Write out, word for word, the part of the article on informal healthcare providers between "In fact, Upendra" and "not seek treatment.", inclusive.

* EXERCISE PASSAGE:
* * * * * * *

Cultural and monetary factors play a big role here
The jury on who is a quack and what qualifies as quackery is still out. Be that as it may, informal healthcare providers, as public health experts call them, are more often than not the first point of contact for treatment for a vast majority of the population.
In fact, Upendra Bhojani, faculty member from the Institute of Public Health (IPH), said that these informal healthcare providers account for almost half the total number of healthcare providers in India.
Affordability is crucial
But why do people choose the informal system over the formal? Affordability, says Mr. Bhojani.
Quoting from a sample survey IPH conducted in the city’s Kadugondanahalli (KG Halli) area in 2009-10, covering 9,299 households (44,500 people) to ascertain the role out-of-pocket (OOP) payments on healthcare play in the lives of the urban poor, he said 3.1 per cent of those suffering from chronic illnesses did not seek treatment.
Some of the patients who opted for treatment on their own reduced the dosage to make the medicine last longer.
Apart from financial constraints, public health expert Ravi Narayan cited the time informal health providers give to their patients, as opposed to the qualified ‘formal’ doctors.
“The informal providers are often from the same area and know the patients and their history well.
“The government hospital system is often overburdened and doctors can’t give patients enough time.
“There is also documented proof that the informal providers charge less,” he said.
Drawing from the experience in KG Halli, he said that the government and corporation hospitals in the locality were closed in the evening, forcing people to go to other hospitals.
Though there is no clear trend as to what ailments people go to quacks for, social stigma attached to sexual diseases prompt them to go to the informal centres, said the experts.
“As we don’t have enough sex education in our schools and colleges, many end up going to these people instead of teachers and doctors,” explained Dr. Narayan.

* * * * * * *

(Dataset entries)
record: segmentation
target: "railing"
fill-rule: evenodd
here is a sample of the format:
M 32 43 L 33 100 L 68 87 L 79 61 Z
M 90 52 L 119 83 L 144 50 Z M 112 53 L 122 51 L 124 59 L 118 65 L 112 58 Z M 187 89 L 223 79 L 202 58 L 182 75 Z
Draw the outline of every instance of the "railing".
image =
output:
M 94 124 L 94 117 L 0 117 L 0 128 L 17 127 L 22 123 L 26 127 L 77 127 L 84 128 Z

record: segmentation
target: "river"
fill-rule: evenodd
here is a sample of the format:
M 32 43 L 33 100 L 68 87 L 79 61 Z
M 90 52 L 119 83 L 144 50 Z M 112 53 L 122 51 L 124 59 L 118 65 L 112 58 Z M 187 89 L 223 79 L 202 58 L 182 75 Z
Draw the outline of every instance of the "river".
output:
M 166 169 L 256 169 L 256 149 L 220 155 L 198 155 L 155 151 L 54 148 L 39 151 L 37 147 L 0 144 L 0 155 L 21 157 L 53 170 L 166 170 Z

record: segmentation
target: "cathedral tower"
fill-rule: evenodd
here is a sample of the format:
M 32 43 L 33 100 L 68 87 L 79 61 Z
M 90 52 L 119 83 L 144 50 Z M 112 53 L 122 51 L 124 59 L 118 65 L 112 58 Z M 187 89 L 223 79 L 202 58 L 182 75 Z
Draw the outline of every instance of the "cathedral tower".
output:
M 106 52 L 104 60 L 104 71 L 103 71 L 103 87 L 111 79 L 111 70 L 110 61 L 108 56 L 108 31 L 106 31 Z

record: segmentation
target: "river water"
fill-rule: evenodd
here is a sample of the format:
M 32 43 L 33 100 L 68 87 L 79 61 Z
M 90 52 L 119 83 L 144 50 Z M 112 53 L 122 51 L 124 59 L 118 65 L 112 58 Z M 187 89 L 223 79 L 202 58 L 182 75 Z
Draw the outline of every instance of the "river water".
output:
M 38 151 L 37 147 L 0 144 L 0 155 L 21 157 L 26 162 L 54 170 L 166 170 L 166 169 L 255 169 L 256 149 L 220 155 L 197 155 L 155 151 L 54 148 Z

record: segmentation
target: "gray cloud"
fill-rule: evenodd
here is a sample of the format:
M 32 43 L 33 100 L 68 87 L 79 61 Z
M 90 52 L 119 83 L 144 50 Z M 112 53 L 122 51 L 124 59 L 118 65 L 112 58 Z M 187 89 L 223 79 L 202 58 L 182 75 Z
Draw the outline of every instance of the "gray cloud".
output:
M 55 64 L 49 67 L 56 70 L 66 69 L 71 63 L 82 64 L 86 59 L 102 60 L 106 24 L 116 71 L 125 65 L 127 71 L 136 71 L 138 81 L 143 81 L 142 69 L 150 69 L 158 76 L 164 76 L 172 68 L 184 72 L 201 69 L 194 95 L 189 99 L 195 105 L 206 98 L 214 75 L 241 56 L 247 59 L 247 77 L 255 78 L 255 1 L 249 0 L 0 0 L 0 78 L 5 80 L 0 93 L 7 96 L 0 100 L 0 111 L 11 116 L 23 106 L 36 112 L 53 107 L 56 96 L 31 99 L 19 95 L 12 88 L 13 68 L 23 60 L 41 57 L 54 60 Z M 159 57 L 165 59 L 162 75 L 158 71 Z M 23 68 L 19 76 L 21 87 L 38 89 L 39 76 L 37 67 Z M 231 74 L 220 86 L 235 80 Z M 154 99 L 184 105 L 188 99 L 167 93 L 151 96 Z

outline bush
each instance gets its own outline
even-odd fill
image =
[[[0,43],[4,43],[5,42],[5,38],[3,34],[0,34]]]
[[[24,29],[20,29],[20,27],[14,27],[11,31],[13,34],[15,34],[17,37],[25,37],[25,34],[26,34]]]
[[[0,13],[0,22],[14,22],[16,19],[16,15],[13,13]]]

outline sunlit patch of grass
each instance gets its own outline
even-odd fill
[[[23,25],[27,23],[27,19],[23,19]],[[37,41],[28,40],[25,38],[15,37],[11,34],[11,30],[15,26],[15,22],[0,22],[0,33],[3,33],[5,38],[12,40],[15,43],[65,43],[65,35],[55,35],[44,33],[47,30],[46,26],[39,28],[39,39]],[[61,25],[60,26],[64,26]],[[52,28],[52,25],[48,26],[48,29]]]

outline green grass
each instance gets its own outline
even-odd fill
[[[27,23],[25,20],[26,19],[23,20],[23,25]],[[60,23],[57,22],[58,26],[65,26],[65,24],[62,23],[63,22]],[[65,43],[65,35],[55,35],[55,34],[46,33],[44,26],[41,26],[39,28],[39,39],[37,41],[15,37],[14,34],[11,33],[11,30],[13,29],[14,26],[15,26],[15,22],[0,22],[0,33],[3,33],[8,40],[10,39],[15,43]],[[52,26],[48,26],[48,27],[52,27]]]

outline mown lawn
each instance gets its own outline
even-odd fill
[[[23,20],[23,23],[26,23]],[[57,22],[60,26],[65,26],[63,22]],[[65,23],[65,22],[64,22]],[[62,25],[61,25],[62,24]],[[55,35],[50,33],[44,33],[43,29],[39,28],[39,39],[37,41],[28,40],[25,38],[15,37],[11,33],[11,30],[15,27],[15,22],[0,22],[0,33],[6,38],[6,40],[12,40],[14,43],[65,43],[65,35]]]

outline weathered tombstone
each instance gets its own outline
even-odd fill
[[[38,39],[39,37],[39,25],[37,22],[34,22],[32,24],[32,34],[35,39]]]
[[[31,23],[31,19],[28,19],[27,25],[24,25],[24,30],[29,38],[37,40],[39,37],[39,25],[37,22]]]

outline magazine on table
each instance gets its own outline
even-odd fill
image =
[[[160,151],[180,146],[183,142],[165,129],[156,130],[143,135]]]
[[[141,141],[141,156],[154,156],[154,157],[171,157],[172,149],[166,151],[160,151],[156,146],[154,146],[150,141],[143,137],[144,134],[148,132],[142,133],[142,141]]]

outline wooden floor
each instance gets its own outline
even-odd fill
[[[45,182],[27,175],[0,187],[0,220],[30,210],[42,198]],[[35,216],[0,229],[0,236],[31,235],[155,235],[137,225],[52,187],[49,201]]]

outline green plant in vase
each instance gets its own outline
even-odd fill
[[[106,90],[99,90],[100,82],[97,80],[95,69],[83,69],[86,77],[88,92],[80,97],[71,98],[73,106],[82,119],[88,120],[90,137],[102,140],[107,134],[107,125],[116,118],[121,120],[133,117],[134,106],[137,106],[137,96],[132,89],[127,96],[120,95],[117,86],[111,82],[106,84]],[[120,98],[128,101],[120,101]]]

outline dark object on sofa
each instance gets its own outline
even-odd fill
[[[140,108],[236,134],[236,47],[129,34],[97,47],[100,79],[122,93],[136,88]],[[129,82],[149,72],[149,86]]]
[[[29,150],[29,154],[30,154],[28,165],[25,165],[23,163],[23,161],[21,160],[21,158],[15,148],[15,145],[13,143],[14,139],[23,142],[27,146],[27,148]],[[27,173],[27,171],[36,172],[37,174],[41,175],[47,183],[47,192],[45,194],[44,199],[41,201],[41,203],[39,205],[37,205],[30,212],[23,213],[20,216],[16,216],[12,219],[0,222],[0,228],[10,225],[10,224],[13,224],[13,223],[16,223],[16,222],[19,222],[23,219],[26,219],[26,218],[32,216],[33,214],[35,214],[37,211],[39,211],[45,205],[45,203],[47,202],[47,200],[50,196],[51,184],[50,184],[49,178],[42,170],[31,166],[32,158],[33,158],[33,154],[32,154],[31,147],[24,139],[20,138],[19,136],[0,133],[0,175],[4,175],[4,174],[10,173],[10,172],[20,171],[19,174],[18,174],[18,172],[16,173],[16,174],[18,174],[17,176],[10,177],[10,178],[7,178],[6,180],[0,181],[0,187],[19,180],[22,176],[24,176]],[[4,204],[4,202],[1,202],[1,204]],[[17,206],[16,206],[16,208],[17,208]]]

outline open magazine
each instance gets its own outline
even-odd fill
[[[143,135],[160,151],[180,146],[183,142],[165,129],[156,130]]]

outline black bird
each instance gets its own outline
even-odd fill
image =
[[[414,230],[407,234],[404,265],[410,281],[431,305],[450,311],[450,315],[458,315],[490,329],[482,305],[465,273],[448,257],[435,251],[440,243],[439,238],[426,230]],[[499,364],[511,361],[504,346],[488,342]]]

* * * * * * *

* COMPLETED EXERCISE:
In fact, Upendra Bhojani, faculty member from the Institute of Public Health (IPH), said that these informal healthcare providers account for almost half the total number of healthcare providers in India.
Affordability is crucial
But why do people choose the informal system over the formal? Affordability, says Mr. Bhojani.
Quoting from a sample survey IPH conducted in the city’s Kadugondanahalli (KG Halli) area in 2009-10, covering 9,299 households (44,500 people) to ascertain the role out-of-pocket (OOP) payments on healthcare play in the lives of the urban poor, he said 3.1 per cent of those suffering from chronic illnesses did not seek treatment.